Questions on the material:
**a.** In the die-in report, which group provided the funeral music for the procession?
**b.** Quote the die-in report from "Abortion rights were" to "to revive it.", inclusive.

Page excerpt:
-.-.-
A “die-in” was held on Saturday, December 5 at the Ferry Building open market on the Embarcadero in San Francisco. The die-in highlighted all the people who die prematurely and needlessly because of structural deficiencies in our health care system. Activist organizations involved included the Bay Area Coalition For Our Reproductive Rights (BACORR), Radical Women, World Can’t Wait, Code Pink Women for Peace, Single Payer Now, Billionaires For Health Care, and the Brass Liberation Orchestra. Hear audio from the event. (18:27)
Activists advanced the need for a Single Payer system, which works much more effectively and affordably for all citizens in the other industrialized nations, instead of the current ill-conceived Congressional financing reform being negotiated, along with defeat of the Stupak Amendment or anything like it that puts further restrictions on abortions. The event is part of a coordinated campaign for a January 23, 2010 counter-demonstration to the 6th Annual church-based anti-abortion Walk for Life march and protest at the Embarcadero. Walk For Life is a large, national, well-funded movement advocating the complete outlawing of legal abortion in the United States.
Activists marched around the indoor and outdoor produce, consumer goods, and cooked food markets, in a quiet and solemn procession, to an eerie type of funeral music by the Brass Liberation Orchestra, carrying signs highlighting common reasons why people die due to lack of appropriate and timely health care. At intervals, the marchers stopped and fell to the ground, staging a mock die-in. The action was powerful, with numerous people - especially women - shopping or dining, shouting out, cheering and talking excitedly to activists in support of abortion and full healthcare rights. At one point, security guards actually locked all the doors of the commercial market, less the orderly activists go back in and maybe invade the coffee or wine bars wit this message.
Abortion rights were highlighted as one of the treatment categories in which women needlessly die when not offered under safe, affordable, and accessible conditions. The Stupak-Pitts Amendment - just defeated this week in the Senate - is criticized as a cynical attempt to extend prohibitions of public funding for abortion in the existing Hyde Amendment to include private insurance company plans by prohibiting the companies to provide abortion in any plan which is subsidized by the Federal Government. Hopefully, anti-abortion Congresspeople will not find a way to revive it.
This law if implemented would require insurance companies to offer two types of plans if they want to cover abortion at all for anyone. Currently, plans that cover abortion are sold at practically the same price as other plans, showing that the cost of covering this procedure is nominal. So it would mandate and/or allow insurers who do offer it to do so at an inflated price, while driving up the cost by requiring even more administrative costs for the insurer. Some activists believe it would either restrict or induce companies not to cover the procedure at all for anyone.
Anti-abortion Congresspeople have described a scenario in which abortion could be offered for a price as an add-on to existing policies. If so, this is discriminatory because abortion would be the only medical procedure singled out in this manner. Reproductive rights activists describe this as unrealistic if the cost is significant, because women as individuals cannot predict or plan ahead for an abortion, since nobody can predict in advance whether or not they will be in a position to have to make such a decision.
Abortion activists would like to see the opposite, to have the Hyde Amendment repealed so that everyone insured can have abortion coverage. The restrictions in this amendment, in which low-income and disabled women on Medicaid and Medicare cannot have an abortion paid for, while working women with employment-based policies and women who afford the high-priced individualized, market-based policies do get the procedure covered.
-.-.-
Record extracts:
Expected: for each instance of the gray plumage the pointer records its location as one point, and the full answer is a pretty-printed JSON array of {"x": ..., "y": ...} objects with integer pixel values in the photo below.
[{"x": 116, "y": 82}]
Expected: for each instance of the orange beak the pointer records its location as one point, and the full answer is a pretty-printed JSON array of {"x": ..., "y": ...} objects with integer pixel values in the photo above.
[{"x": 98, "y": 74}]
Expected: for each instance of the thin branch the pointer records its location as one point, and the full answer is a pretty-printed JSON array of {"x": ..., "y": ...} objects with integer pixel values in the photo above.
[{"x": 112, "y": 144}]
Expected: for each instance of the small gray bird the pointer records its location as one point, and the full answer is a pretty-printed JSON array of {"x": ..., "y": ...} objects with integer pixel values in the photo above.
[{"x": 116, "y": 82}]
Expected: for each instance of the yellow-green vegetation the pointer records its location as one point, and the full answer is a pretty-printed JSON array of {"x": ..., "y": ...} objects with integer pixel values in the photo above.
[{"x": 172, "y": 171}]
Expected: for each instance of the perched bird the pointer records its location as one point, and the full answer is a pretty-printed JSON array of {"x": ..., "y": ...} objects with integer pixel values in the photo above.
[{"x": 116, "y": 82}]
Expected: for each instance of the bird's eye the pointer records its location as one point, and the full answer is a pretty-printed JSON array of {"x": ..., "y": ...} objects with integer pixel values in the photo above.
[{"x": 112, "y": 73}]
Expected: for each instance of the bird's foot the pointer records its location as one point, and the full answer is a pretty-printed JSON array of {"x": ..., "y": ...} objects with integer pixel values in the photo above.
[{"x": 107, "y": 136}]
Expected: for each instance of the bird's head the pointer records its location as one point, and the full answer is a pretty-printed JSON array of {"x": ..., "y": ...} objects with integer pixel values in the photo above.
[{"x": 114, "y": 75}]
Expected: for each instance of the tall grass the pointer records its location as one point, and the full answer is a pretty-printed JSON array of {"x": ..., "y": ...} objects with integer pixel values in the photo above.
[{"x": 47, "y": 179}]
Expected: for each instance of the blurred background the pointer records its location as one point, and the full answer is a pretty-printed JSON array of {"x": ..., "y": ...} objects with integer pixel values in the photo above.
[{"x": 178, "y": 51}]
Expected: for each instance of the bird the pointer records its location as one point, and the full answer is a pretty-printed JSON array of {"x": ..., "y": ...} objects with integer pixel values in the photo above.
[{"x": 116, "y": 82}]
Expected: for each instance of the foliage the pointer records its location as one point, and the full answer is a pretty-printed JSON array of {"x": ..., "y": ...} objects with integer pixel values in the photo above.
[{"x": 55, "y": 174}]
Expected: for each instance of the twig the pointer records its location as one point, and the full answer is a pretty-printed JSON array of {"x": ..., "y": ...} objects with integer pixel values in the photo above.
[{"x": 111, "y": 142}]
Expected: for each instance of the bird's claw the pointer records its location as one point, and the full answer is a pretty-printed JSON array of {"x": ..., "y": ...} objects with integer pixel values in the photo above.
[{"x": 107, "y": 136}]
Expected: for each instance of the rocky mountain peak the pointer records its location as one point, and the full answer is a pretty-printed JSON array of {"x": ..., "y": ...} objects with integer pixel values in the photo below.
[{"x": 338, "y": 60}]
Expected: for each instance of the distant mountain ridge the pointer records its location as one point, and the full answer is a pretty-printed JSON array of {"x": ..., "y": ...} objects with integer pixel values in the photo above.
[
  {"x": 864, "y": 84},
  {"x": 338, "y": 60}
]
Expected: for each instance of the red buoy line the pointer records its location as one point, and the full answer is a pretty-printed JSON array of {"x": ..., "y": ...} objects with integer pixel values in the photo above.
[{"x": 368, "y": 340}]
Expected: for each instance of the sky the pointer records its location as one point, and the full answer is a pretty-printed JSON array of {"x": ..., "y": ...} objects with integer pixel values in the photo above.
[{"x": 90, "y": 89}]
-.-.-
Solved problems:
**a.** The Brass Liberation Orchestra.

**b.**
Abortion rights were highlighted as one of the treatment categories in which women needlessly die when not offered under safe, affordable, and accessible conditions. The Stupak-Pitts Amendment - just defeated this week in the Senate - is criticized as a cynical attempt to extend prohibitions of public funding for abortion in the existing Hyde Amendment to include private insurance company plans by prohibiting the companies to provide abortion in any plan which is subsidized by the Federal Government. Hopefully, anti-abortion Congresspeople will not find a way to revive it.